▶ **EXCERPT TO READ**:
########################################

Can't the practice simply upgrade a patient from an acute condition to a chronic one? You can, but your insurer might not recognize it right away without additional documentation, says Jacqui Jones, office manager at Klamath Sports Medicine Clinic in Klamath Falls, Ore.

Physicians often conservatively treat acute conditions, such as minor tingling in an amputated stump, and they frequently respond well with no further treatment. But sometimes the conservative treatment fails, she says, and the patient requires additional procedures, at which point the condition would be upgraded to a chronic one. "This could take as long as a year," Jones says.

Link Correct Dx to E/Mand Tests

When diagnosing neurogenic pain, physiatrists normally perform an evaluation (99201-99205 for new patients, 99211-99215 for established patients) and order neurophysiological studies (for example, electromyo-graphy [95860-95872] or nerve conduction studies [95900-95904]) to assist in their diagnosis, says Jay Neal, an independent coding and billing consultant in Atlanta.

"As with most diagnostic tests, you should link the testing code to the symptoms that create the need for the test, such as tingling, numbness or pain," Neal says. "Don't report the assumed diagnosis."

Common diagnoses for neurogenic pain include:

  • 053.10 Herpes zoster, with unspecified nervous system complication
  • 053.12 postherpetic trigeminal neuralgia
  • 053.13 postherpetic polyneuropathy
  • 340 Multiple sclerosis
  • 350.1 Trigeminal neuralgia (tic douloureux, trigeminal neuralgia NOS and trifacial neuralgia)
  • 353.6 Phantom limb (syndrome)
  • 436 Acute, but ill-defined, cerebrovascular disease.

    Note that postherpetic trigeminal neuralgia differs from trigeminal neuralgia in that it is defined as "severe oral or nasal pain following a herpes zoster infection (shingles)." Postherpetic neuropathy refers to multiple areas of pain. Other causes of neurogenic pain can include chemotherapy, spinal cord trauma and traumatic brain injuries (TBIs).

    Drug Administration Dominates Treatment

    Because even the slightest stimulation may cause extreme discomfort for neurogenic pain patients, physicians generally treat them with drugs rather than with more traditional physical therapy methods. The following codes describe common neurogenic pain treatments:

  • 62310 Injection, single (not via indwelling catheter), not including neurolytic substances, with or without contrast (for either localization or epidurography), of diagnostic or therapeutic substance(s) epidural or subarachnoid; cervical or thoracic
  • 62311 lumbar, sacral (caudal)

########################################

▶ **DATA EXCERPTS**:
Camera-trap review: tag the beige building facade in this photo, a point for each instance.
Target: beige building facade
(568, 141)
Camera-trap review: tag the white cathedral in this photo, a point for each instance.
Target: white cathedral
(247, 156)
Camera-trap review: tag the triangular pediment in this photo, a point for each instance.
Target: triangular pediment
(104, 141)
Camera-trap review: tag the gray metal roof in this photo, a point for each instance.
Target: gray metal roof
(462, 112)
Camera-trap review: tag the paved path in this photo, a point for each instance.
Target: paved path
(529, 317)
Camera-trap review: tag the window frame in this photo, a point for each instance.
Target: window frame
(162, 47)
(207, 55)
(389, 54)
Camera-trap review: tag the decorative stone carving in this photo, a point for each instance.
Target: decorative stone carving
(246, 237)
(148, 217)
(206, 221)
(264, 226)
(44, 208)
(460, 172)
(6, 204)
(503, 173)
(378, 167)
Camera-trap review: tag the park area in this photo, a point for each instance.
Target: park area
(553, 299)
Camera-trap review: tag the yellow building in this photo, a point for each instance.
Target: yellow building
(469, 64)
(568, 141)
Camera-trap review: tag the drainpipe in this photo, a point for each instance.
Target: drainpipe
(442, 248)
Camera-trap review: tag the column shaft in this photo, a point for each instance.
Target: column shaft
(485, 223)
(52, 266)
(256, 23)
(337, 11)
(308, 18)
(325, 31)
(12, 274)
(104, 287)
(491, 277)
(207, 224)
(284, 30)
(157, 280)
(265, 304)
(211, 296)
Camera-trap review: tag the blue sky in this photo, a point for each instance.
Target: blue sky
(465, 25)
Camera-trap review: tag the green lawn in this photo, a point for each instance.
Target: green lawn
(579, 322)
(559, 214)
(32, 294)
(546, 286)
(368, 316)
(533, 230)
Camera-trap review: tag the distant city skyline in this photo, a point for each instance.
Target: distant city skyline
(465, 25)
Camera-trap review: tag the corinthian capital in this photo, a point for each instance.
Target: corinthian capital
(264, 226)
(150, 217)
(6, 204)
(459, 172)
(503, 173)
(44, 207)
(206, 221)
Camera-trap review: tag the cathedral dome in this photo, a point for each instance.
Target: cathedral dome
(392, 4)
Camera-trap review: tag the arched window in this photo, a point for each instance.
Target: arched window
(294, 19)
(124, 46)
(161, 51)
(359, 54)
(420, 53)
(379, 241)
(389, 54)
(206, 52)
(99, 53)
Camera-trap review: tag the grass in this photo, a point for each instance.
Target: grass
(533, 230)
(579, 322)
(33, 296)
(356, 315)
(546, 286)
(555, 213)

########################################

▶ **USING THE INFORMATION**:
(a) According to the excerpt on neurogenic pain coding, what should a testing code be linked to?
(b) Carry the neurogenic pain coding excerpt forward from its final line.
The items come from a separate source and are unrelated to the text.

▶ **ANSWERS GIVEN**:
(a) The symptoms that create the need for the test, such as tingling, numbness or pain.

(b)
  • 64420* Injection, anesthetic agent; intercostal nerve, single; and 64421*, intercostal nerves, multiple, regional block
  • 64620 Destruction by neurolytic agent, intercostal nerve.

    Observe Payer Conditions

    Most insurers designate specific guidelines for nerve block and neurolysis codes. For example, Noridian Mutual (a Part B carrier for Alaska, Arizona, Colorado, Hawaii, Nevada, North Dakota, Oregon, South Dakota, Washington and Wyoming) issued a local medical review policy (LMRP) that states, "If neurolysis is performed, i.e., the 646xx series, it follows and includes the nerve block, i.e., the 644xx series."

    In other words, the physician should administer intercostal nerve blocks prior to intercostal neurolysis. If the block fails to provide relief, there is no need to continue to neurolysis. To further support Noridian's claim that you should not report nerve block codes 64420 and 64421 in addition to intercostals nerve neurolysis (64620), the National Correct Coding Initiative (NCCI) bundles these procedures.

    In addition, physicians who provide more than one nerve block per date of service must provide documentation to justify the multiple injections. Noridian's LMRP says, "More than one nerve block billed per day will require the submission of documentation with the claim.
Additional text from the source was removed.